#### GIVEN INSTRUCTION:
Reproduce the data below verbatim, starting at the line that contains "Exercise. Identify every instance of the patch" and continuing through the final line of the data, including both.

#### MATERIAL FOR THIS EXERCISE:
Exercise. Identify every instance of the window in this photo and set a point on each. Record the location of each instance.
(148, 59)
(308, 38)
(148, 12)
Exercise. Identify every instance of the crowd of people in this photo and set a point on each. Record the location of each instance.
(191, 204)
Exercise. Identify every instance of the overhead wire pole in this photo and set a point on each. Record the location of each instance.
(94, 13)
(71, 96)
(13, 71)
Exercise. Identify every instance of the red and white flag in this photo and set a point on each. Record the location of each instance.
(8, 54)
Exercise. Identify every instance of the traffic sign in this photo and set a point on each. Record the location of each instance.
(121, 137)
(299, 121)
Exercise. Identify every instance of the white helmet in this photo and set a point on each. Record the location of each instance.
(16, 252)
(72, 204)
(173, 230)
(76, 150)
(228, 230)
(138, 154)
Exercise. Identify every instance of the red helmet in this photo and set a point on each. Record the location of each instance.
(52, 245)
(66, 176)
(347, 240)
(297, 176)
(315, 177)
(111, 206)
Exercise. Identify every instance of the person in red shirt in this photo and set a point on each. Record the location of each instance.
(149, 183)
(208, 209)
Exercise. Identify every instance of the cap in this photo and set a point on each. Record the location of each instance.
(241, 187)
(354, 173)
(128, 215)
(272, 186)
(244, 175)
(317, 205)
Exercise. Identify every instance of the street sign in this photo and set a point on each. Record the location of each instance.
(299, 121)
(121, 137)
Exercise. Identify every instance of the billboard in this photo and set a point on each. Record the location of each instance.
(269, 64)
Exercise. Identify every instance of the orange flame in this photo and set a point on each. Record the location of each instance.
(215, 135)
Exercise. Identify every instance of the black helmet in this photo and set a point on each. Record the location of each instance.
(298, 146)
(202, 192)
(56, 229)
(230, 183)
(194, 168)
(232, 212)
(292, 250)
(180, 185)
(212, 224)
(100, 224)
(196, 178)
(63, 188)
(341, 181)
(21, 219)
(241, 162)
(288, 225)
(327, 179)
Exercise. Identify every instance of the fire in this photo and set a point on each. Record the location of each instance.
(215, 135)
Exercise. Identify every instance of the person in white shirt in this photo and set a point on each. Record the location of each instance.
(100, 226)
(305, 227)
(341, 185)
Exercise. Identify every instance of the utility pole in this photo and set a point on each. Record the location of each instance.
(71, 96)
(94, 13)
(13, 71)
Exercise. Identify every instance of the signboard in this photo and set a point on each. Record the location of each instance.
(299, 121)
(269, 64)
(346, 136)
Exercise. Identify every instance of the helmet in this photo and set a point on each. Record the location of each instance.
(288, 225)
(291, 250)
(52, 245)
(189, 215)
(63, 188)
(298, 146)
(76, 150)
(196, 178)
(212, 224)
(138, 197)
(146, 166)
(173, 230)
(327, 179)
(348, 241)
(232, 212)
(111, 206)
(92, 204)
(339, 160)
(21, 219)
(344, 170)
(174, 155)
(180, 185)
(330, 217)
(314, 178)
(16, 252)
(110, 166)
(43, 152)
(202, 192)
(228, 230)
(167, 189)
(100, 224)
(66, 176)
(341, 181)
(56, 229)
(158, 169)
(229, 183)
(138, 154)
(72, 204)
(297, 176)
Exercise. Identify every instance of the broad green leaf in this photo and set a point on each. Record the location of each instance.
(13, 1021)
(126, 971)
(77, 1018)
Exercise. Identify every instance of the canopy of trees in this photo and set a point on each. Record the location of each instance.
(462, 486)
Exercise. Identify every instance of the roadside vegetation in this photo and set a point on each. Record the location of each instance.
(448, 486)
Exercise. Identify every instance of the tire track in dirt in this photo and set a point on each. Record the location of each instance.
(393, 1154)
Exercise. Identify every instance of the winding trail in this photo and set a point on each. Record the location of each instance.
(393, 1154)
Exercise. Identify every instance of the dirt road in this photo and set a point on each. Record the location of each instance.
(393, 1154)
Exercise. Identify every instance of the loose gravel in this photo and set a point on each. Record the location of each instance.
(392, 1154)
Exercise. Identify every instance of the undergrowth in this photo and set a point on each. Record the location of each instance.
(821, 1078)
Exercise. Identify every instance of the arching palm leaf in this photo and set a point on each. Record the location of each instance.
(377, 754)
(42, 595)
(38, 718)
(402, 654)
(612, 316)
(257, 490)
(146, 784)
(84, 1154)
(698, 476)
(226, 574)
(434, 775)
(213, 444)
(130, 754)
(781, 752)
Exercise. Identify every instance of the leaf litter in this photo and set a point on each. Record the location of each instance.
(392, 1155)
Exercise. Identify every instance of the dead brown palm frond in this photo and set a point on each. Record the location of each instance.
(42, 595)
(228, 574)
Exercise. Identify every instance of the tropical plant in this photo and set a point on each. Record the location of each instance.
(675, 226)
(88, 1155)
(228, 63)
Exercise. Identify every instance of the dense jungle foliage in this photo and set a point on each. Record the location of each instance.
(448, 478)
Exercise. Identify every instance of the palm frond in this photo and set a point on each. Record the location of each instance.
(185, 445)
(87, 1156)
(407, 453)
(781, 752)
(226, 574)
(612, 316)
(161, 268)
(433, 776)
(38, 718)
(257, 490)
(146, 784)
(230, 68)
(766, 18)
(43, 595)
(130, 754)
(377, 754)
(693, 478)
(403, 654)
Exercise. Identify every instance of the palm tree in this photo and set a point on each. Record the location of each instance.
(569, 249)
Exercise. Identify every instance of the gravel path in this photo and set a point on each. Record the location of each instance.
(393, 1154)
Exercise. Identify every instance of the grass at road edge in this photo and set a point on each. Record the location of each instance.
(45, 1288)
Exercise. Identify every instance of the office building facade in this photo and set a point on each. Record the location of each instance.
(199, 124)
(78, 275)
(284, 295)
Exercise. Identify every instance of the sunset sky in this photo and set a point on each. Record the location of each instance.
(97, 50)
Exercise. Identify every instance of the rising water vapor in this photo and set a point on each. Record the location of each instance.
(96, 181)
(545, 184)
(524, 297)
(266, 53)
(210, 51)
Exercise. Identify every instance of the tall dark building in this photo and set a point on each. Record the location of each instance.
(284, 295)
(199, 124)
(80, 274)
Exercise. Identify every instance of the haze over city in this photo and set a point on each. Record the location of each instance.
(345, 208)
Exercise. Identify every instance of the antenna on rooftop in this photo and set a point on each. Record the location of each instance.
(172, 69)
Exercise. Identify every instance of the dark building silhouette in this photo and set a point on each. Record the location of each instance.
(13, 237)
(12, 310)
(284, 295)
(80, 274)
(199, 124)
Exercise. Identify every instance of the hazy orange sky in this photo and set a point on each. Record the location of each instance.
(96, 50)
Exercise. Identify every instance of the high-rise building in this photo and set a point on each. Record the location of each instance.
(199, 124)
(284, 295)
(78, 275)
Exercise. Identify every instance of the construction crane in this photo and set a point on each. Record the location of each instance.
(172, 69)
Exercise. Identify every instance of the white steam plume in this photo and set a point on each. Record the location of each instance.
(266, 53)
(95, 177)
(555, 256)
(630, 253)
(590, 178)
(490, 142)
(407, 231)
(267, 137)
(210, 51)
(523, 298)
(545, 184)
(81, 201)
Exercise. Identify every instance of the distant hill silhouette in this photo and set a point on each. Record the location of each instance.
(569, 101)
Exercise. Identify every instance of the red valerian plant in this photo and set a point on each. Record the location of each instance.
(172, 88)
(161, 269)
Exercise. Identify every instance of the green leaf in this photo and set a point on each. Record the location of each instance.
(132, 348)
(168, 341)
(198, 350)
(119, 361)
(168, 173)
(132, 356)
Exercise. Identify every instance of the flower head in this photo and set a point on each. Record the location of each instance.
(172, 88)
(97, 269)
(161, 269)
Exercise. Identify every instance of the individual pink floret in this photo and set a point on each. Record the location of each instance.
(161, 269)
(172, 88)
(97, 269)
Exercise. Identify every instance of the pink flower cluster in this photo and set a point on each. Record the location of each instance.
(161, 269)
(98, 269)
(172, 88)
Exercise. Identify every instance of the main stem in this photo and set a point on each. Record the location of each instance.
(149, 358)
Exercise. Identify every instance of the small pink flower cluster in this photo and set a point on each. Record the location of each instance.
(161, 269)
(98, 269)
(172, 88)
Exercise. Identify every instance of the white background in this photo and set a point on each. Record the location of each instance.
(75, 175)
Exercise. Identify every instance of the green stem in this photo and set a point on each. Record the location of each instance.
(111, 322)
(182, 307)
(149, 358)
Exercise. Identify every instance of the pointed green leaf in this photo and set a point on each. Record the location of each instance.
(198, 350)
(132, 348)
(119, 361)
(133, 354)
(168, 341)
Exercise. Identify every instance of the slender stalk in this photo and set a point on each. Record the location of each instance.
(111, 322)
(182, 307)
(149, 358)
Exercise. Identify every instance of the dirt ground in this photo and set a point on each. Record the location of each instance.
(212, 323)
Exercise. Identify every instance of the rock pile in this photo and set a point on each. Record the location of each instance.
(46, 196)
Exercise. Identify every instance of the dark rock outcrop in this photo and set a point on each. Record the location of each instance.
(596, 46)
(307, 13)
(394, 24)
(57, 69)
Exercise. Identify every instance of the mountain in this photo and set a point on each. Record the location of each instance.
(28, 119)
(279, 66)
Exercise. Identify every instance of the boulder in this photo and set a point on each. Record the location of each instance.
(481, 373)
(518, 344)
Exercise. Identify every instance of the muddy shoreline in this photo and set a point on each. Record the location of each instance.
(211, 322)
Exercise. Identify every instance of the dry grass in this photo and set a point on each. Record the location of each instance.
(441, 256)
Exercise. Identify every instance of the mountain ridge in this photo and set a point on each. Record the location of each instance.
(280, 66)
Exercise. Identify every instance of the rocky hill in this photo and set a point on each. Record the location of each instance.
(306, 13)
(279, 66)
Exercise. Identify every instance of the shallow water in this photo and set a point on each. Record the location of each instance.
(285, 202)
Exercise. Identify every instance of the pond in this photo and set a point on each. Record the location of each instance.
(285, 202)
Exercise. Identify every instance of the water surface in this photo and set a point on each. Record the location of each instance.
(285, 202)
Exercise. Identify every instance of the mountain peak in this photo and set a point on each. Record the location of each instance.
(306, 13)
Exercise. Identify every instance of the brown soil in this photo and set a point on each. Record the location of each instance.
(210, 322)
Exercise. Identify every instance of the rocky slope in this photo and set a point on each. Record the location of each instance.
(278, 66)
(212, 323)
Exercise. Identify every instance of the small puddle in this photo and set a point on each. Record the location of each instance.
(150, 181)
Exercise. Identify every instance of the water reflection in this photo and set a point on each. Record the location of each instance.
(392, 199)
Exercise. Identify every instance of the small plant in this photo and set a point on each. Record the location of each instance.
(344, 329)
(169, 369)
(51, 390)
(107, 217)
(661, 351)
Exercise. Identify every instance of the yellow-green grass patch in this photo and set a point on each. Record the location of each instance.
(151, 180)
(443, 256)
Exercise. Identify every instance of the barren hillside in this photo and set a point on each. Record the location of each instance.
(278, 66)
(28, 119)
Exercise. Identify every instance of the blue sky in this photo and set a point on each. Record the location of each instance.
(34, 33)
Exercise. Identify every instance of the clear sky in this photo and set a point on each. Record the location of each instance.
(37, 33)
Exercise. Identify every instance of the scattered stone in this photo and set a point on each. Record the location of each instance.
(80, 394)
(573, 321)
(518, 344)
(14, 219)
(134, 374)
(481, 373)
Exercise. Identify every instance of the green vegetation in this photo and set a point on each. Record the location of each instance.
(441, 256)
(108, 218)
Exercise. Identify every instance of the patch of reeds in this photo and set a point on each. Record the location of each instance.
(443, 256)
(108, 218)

#### CORRECT RESPONSE:
Exercise. Identify every instance of the patch of reeds in this photo and set a point on each. Record the location of each instance.
(443, 256)
(108, 218)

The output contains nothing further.